### What to produce
Select from the records below every line that has the word "stem" in it.

Records shown section start

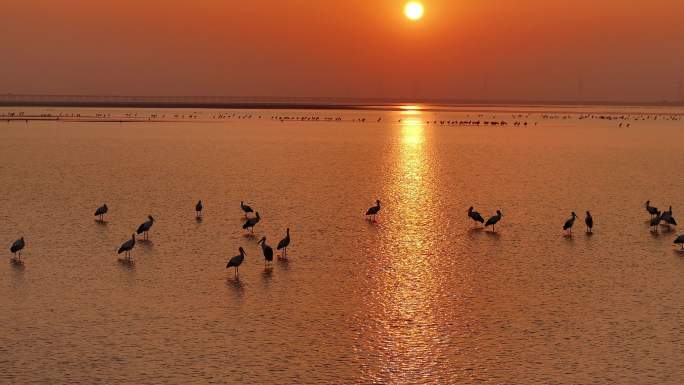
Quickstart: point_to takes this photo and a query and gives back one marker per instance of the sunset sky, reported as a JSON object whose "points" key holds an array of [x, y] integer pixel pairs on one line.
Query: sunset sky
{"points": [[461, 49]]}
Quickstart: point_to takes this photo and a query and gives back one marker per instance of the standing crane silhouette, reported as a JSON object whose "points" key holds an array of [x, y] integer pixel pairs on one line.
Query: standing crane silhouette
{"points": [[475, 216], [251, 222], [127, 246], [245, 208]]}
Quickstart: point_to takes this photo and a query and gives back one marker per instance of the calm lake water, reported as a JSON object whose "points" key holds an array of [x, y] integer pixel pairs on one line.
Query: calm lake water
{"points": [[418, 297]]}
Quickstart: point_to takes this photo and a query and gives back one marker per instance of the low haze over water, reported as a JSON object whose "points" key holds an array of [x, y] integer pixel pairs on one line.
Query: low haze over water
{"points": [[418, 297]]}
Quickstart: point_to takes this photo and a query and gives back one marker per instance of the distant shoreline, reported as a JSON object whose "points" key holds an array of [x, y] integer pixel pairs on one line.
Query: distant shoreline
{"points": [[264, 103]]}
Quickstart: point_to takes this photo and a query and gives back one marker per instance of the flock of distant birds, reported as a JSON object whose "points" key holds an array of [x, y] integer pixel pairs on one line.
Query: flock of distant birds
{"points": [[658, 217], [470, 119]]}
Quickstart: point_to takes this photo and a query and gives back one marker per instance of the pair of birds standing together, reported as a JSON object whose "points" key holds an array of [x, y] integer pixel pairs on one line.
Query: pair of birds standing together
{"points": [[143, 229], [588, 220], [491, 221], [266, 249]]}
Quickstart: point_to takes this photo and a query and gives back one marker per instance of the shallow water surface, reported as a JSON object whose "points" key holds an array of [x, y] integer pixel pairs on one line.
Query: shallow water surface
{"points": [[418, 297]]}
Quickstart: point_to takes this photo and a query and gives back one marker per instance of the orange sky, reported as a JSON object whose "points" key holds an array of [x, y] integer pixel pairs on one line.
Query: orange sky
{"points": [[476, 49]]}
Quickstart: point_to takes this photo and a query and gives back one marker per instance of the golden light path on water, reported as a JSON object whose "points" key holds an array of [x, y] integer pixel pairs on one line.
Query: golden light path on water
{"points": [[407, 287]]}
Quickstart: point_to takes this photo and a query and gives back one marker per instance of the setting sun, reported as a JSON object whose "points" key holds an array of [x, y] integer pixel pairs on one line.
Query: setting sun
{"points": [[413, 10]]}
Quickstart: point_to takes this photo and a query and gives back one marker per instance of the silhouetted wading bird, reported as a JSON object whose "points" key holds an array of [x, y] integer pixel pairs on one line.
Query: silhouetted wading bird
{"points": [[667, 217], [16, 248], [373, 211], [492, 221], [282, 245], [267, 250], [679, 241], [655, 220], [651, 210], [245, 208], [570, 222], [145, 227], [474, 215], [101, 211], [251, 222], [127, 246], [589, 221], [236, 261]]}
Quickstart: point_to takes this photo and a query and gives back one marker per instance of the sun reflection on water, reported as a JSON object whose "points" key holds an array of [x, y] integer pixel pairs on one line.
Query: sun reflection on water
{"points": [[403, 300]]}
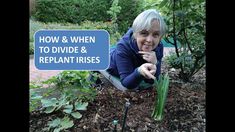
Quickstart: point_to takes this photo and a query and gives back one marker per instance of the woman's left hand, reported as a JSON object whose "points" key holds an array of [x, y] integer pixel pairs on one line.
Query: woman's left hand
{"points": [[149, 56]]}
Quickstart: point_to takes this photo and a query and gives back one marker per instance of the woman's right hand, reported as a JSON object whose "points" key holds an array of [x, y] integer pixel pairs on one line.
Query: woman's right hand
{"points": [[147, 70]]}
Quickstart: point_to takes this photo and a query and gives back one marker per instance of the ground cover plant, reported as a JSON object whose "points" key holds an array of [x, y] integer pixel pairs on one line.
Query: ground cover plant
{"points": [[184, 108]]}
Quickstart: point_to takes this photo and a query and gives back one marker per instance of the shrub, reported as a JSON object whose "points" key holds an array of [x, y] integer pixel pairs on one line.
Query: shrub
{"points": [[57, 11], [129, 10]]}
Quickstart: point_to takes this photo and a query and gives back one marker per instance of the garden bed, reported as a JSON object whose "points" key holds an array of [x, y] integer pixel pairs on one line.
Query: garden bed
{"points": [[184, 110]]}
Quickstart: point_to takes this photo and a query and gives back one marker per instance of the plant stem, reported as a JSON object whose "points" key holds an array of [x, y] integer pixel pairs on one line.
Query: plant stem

Records shown section end

### Written solution
Quickstart: point_to takes this photo and a query and gives back one marker per instance of the plant stem, reported as a JSON object whose "points" key holds an array of [x, y] integer pixel pairs on one line.
Query: plant stem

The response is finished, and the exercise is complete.